» **OBJECTIVE**
Report every line of the records that contains the word "could", matching case exactly.

--- Start of EXERCISE MATERIALS ---

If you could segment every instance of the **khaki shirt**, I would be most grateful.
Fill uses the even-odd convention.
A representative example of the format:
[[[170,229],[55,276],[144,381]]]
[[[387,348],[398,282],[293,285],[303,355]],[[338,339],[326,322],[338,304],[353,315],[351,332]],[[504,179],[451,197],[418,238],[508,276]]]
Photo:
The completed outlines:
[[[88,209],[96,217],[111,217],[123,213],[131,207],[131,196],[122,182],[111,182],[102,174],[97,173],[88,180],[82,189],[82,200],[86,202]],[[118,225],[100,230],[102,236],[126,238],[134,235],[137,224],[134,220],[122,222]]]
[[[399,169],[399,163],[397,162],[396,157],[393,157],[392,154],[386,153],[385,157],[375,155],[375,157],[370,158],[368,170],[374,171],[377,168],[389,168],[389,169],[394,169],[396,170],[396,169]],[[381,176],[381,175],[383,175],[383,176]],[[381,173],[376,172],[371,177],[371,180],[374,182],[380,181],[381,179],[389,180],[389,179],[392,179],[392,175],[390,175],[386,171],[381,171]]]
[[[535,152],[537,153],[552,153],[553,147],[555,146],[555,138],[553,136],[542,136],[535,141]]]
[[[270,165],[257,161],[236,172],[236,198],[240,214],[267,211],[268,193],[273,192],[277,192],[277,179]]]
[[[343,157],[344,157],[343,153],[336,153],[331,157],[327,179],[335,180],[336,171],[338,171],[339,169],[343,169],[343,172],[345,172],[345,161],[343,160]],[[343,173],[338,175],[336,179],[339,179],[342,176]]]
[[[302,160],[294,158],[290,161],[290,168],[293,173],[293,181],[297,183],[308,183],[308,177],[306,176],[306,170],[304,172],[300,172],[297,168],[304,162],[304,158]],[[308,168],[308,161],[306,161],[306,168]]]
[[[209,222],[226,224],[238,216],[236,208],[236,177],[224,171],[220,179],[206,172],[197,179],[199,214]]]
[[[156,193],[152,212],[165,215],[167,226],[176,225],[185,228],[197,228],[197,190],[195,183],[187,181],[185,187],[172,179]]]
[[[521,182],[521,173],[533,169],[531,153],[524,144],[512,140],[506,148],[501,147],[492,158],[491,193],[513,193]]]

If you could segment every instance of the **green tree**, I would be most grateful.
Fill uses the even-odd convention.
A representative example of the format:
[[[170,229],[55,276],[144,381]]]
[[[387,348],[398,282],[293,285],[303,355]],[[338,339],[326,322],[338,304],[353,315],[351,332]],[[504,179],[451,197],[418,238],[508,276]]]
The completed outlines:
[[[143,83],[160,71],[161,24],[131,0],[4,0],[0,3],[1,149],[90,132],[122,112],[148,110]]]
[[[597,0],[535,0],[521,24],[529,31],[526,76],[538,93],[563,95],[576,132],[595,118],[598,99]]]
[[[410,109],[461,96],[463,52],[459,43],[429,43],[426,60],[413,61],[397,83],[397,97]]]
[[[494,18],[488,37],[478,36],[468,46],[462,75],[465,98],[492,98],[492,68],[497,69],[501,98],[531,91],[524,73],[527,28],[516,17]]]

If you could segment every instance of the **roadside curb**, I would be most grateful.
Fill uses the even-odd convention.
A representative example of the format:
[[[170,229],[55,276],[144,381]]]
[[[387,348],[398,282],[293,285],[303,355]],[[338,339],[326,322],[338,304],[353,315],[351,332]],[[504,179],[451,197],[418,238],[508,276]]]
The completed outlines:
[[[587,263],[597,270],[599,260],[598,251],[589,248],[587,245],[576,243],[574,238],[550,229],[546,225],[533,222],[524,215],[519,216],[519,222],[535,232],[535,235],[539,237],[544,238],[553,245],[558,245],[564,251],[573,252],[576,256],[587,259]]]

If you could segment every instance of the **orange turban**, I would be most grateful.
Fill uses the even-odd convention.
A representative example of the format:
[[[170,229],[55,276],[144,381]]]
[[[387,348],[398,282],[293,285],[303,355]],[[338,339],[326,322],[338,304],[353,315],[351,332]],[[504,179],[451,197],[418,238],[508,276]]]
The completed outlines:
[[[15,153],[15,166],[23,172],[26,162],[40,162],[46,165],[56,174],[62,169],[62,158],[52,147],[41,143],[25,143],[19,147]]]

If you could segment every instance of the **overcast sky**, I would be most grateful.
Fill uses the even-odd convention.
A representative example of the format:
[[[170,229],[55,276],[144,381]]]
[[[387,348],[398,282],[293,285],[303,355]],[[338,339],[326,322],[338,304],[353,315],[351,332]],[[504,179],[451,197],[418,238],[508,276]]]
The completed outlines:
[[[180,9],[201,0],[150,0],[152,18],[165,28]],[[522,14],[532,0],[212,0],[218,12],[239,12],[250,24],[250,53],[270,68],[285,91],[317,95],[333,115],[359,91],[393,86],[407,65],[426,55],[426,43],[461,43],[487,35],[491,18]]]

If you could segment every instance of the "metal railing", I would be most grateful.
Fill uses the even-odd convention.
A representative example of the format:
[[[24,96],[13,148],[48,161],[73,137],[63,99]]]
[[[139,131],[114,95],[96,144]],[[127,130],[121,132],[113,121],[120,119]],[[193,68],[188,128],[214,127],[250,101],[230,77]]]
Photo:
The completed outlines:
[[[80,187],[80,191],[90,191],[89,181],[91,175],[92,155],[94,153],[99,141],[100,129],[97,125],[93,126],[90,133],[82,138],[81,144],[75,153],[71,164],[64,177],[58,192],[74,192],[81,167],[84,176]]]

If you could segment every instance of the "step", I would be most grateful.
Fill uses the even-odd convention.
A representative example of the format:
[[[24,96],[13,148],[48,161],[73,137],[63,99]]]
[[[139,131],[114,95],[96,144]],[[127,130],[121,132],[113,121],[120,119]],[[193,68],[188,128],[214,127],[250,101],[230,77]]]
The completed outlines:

--- End of EXERCISE MATERIALS ---

» **SOLUTION TO THIS TASK**
If you could segment every instance of the **khaki shirt**, I would be most grateful.
If you could segment every instance of the **green tree**, I would be most grateful.
If you could segment every instance of the **roadside curb**, I would be most grateful.
If you could segment every instance of the **orange turban**, I would be most grateful.
If you could segment every instance of the **overcast sky**, I would be most grateful.
If you could segment every instance of the "metal railing", I would be most grateful.
If you could segment every instance of the "step", I would be most grateful.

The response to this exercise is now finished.